▸ Given exercise
Rewrite the rows from the start through the line containing "[[14, 296], [231, 289]]", both ends included, keeping every line and the requests unchanged. Decrease each coordinate in the answers by 98.

(Coordinate annotation records)
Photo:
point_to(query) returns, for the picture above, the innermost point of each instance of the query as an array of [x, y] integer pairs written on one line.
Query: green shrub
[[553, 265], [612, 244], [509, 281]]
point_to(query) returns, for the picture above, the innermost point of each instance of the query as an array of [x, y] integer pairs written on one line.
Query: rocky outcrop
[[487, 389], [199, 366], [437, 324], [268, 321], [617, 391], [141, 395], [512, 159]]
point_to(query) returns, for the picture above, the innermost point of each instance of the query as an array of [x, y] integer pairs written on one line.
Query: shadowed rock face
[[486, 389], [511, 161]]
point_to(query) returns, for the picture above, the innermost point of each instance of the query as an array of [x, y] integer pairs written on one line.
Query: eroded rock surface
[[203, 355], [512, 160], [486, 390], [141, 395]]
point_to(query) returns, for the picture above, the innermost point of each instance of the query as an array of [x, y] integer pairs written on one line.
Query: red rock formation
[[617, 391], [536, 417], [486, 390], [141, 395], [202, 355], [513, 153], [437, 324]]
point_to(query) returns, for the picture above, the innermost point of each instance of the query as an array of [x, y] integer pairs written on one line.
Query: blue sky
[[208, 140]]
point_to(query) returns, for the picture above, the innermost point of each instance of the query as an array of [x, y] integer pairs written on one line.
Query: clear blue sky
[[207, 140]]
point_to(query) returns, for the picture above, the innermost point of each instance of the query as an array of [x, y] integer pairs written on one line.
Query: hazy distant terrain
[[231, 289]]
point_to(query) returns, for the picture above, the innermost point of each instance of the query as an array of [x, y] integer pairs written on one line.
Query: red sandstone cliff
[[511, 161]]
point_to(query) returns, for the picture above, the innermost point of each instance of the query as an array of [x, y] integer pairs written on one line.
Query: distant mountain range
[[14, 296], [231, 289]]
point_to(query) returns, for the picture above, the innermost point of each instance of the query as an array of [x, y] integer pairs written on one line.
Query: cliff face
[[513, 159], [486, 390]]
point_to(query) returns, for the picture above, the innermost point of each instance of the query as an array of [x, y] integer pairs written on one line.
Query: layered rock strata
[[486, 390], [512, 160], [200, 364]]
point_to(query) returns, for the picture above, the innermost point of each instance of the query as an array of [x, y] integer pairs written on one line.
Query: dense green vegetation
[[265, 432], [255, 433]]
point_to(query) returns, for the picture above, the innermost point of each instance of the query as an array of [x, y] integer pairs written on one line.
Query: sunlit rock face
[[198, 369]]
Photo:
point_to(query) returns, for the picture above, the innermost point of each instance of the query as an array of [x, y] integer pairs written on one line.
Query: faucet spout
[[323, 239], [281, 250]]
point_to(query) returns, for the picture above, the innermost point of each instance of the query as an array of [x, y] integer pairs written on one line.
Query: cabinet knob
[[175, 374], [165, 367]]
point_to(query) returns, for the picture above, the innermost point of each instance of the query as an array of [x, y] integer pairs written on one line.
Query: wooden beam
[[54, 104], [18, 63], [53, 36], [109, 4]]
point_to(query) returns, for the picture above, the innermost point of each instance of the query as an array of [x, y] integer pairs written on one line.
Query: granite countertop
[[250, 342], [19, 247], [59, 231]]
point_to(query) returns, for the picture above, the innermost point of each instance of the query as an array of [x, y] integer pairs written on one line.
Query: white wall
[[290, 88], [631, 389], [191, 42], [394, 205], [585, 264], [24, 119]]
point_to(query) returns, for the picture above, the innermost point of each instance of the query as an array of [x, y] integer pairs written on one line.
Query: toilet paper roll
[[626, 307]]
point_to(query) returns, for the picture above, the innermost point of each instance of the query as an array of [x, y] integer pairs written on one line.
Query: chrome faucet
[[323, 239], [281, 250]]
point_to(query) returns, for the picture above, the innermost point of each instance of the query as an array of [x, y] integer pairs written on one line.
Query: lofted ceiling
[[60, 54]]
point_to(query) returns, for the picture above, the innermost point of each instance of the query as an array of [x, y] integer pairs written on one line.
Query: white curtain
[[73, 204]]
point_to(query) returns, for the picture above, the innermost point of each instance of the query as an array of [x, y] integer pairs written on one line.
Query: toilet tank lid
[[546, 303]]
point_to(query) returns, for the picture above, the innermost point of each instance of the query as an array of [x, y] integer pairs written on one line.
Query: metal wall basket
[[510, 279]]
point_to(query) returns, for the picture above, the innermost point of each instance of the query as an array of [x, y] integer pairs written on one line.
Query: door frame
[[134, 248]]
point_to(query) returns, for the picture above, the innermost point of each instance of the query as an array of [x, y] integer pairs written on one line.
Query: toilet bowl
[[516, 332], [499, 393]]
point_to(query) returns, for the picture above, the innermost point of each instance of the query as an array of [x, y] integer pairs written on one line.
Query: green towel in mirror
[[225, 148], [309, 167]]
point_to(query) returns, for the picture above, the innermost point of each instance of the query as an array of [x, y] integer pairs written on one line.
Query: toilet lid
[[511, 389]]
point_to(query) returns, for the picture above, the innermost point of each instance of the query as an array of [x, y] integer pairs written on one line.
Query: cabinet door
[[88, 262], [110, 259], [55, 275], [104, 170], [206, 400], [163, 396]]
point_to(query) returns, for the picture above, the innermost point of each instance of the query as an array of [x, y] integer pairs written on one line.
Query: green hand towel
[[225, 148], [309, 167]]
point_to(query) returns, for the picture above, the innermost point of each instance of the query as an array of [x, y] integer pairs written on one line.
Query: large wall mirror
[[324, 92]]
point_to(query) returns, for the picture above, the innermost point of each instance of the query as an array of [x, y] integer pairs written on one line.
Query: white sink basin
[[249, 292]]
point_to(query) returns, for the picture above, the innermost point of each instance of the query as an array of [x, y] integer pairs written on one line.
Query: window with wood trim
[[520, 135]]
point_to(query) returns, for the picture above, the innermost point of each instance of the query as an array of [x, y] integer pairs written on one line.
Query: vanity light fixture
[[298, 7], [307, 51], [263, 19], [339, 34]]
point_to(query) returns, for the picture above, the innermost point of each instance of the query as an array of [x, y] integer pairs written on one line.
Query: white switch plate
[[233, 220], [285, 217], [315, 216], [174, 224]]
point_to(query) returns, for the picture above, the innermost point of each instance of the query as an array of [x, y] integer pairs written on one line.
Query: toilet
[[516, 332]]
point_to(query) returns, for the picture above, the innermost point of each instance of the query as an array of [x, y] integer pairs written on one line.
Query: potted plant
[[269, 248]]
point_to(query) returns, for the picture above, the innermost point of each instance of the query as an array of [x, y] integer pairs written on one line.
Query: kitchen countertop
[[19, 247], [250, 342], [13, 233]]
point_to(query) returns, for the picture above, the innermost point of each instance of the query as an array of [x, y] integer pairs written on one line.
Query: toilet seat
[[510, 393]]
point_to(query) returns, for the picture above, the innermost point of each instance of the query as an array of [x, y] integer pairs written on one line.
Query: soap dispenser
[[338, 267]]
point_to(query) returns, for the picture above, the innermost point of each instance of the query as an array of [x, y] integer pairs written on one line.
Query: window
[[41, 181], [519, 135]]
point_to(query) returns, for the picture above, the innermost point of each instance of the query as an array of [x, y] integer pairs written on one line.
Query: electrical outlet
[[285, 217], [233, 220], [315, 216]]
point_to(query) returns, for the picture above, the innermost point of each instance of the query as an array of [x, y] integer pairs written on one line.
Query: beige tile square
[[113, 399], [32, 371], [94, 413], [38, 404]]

▸ Task response
Photo:
point_to(query) returns, for the picture above, the innermost point of each instance of the query as an array of [x, y] integer pairs written on one line.
Query: green shrub
[[455, 167], [514, 146], [411, 183]]
point_to(query) returns, for the picture above, the innermost point of each instance of the query as an array of [x, y] integer pairs written on one line.
Query: rocky outcrop
[[389, 291], [101, 268], [339, 226], [170, 223], [519, 293], [43, 297], [414, 61]]
point_to(query) returns, for the picture above, the innermost point of each instance of the query as an array of [x, y] integer pairs written on one line.
Query: shadowed rock face
[[388, 291], [413, 63]]
point_to(query) returns, for the picture above, the innermost point of each instance of the query as an array of [x, y] integer pairs written on one line.
Query: eroded rock surface
[[105, 257], [414, 62], [388, 292], [43, 297]]
point_to(query) returns, for the picture above, the innermost point of each instance of the query as an array of [x, y] integer pairs written on one line.
Query: red rock formation
[[519, 293], [438, 319], [388, 292], [43, 297], [104, 257], [415, 55], [339, 226]]
point_to(query) returns, for the picture above, the innermost point of each instance of the query as an array of [x, y] integer pairs written on one line.
Query: blue sky
[[110, 42]]
point_to(query) returns, for the picture above, the innermost point of each instance of the query as an array of [x, y] integer pairs written on one line.
Query: clear blue sky
[[109, 42]]
point_to(query) returns, for the picture above, the innermost point of each instance of the query as an array of [x, y] integer pairs written on one line.
Query: hazy distant terrain
[[133, 191]]
point_to(query) returns, for the picture above, the innermost point of each instance of the query as an array of [x, y] integer pairs written on one line.
Query: red sandstone cliff
[[413, 63]]
point_to(query) returns, for the picture above, the innermost point of each instance of the query as an array of [x, y] integer pairs written on one line.
Query: distant mountain range
[[-84, 198], [133, 191]]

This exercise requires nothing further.